* begin TASK INPUT *

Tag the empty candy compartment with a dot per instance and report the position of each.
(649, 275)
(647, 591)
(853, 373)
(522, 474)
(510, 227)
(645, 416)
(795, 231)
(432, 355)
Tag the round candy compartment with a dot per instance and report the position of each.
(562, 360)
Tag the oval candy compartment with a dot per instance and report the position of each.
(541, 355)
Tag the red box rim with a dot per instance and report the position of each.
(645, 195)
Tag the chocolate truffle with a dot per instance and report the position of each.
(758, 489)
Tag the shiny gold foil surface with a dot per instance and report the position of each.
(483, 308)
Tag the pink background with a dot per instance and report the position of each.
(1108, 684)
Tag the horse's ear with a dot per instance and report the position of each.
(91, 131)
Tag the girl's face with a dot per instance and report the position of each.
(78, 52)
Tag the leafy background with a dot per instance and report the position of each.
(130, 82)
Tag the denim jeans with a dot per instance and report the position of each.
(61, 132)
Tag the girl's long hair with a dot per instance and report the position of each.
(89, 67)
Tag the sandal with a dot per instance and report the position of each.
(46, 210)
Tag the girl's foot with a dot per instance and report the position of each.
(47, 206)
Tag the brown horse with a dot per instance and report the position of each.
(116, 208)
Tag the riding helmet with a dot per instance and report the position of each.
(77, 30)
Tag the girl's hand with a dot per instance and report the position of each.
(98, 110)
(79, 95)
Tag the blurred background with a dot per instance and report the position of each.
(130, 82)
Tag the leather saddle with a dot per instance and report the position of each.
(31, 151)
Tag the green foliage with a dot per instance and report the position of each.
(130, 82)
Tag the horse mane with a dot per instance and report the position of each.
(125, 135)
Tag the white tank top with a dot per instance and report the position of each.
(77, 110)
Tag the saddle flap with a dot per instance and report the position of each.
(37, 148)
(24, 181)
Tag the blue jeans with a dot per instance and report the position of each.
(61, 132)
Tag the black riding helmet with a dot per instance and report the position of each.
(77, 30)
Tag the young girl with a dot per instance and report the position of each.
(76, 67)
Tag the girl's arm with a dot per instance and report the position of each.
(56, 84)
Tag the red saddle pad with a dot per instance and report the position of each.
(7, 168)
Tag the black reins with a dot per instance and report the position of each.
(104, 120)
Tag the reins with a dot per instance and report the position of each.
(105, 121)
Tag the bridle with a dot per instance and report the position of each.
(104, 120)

* end TASK INPUT *

▶ STATED PROBLEM: Convert the rows above into a two-column CSV with the headers instruction and answer. Give one line per row, put each field in quotes, and replace any line breaks with spaces.

▶ FINAL RESULT:
instruction,answer
"Tag the empty candy compartment with a dot per instance and report the position of each.","(649, 275) (647, 591) (853, 373) (522, 474) (510, 227) (645, 416) (795, 231) (432, 355)"
"Tag the round candy compartment with a dot per instance and report the position of each.","(562, 360)"
"Tag the oval candy compartment with a dot per instance and report the position of each.","(541, 355)"
"Tag the red box rim with a dot per instance and report the position of each.","(645, 195)"
"Tag the chocolate truffle with a dot per instance and report the position of each.","(758, 489)"
"Tag the shiny gold foil surface with a dot per instance and report the position of each.","(483, 308)"
"Tag the pink background with a dot per instance and report the position of each.","(1108, 684)"
"Tag the horse's ear with a dot per instance and report the position of each.","(91, 131)"
"Tag the girl's face with a dot per instance and report the position of each.","(78, 52)"
"Tag the leafy background with a dot per instance and report the position of each.","(130, 82)"
"Tag the denim jeans with a dot per instance and report the position of each.","(61, 132)"
"Tag the girl's long hair with a dot per instance and report the position of each.","(89, 67)"
"Tag the sandal with a dot per instance and report the position of each.","(46, 210)"
"Tag the girl's foot with a dot per instance and report the position of each.","(47, 206)"
"Tag the brown horse with a dot per instance and report the position of each.","(116, 208)"
"Tag the riding helmet with a dot per instance and report the position of each.","(77, 30)"
"Tag the girl's hand with a dot per instance and report the position of each.","(98, 110) (79, 95)"
"Tag the blurred background with a dot per instance and report the position of each.","(130, 82)"
"Tag the leather saddle with a dot per instance and report the position of each.","(31, 151)"
"Tag the green foliage with a dot per instance and report the position of each.","(130, 82)"
"Tag the horse mane with a dot per instance and report the position of each.","(125, 135)"
"Tag the white tank top with a dot per instance and report the position of each.","(77, 110)"
"Tag the saddle flap with a dot per instance and report the position of each.","(37, 148) (24, 181)"
"Tag the blue jeans with a dot per instance and report the position of each.","(61, 132)"
"Tag the black riding helmet with a dot per instance and report the position of each.","(77, 30)"
"Tag the young girl with a dot per instance and report the position of each.","(76, 67)"
"Tag the girl's arm with a dot per instance and report the position of each.","(56, 84)"
"Tag the red saddle pad with a dot per instance and report the position of each.","(7, 168)"
"Tag the black reins with a dot per instance and report the position of each.","(104, 120)"
"Tag the reins with a dot per instance and report the position of each.","(105, 121)"
"Tag the bridle with a dot per instance and report the position of each.","(104, 120)"